(Work to be completed) Count the lines in the records that include the string "mint". Reply with the number alone.

(Exercise materials)

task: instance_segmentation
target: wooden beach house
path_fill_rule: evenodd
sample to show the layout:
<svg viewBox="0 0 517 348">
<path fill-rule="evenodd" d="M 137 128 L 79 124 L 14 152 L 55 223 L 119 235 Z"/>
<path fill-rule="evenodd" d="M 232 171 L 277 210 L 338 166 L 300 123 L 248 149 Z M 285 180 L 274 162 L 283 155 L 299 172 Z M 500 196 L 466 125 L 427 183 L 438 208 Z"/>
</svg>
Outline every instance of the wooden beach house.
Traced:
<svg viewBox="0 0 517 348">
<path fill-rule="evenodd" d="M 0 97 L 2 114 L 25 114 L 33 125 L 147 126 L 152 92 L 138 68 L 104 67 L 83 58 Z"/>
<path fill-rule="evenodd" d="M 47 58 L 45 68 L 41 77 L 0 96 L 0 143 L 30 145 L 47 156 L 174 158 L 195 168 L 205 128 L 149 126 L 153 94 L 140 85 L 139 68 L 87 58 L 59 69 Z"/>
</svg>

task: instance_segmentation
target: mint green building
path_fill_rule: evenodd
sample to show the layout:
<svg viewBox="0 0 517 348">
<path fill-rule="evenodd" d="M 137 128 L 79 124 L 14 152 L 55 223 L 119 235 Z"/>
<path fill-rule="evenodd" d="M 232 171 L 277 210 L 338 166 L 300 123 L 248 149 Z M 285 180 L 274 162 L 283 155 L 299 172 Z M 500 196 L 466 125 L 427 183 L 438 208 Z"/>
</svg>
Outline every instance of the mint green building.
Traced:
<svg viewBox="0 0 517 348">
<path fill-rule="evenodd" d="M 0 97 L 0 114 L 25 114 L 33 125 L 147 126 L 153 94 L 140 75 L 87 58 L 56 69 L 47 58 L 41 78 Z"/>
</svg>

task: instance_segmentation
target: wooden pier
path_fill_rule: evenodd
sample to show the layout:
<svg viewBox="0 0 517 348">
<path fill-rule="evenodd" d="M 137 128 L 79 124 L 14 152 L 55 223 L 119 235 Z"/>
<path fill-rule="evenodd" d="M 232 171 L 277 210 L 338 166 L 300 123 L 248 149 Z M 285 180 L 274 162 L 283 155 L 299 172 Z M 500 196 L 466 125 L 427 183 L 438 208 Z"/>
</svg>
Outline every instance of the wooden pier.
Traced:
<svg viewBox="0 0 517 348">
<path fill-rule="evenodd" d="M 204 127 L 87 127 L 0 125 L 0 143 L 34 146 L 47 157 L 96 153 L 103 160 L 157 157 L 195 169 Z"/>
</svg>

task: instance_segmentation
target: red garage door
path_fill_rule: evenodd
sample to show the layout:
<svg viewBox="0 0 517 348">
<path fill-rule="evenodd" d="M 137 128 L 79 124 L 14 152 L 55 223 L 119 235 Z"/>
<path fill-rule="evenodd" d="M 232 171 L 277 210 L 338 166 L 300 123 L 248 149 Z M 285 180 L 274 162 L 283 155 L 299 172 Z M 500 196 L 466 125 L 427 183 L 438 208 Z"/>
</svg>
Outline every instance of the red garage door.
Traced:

(Task answer) 2